Material for this exercise:
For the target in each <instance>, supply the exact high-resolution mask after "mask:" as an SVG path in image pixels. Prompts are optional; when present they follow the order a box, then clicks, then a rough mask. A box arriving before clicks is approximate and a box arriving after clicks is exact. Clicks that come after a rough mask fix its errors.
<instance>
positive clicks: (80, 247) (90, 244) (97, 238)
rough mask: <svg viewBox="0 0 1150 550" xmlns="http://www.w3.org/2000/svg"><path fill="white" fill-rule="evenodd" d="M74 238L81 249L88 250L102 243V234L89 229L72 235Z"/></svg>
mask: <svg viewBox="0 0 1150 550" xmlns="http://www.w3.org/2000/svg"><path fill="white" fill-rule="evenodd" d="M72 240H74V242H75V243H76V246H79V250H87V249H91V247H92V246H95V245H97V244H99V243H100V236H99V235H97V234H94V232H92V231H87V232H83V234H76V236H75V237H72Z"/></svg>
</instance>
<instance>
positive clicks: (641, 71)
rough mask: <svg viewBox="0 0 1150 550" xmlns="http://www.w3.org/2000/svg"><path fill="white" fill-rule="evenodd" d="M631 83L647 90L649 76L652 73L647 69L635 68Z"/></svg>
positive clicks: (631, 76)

Required work: In the material above, find each line that contains the word "positive", and select it.

Solved exercise:
positive clicks: (80, 247) (90, 244) (97, 238)
positive clicks: (641, 71)
positive clicks: (631, 76)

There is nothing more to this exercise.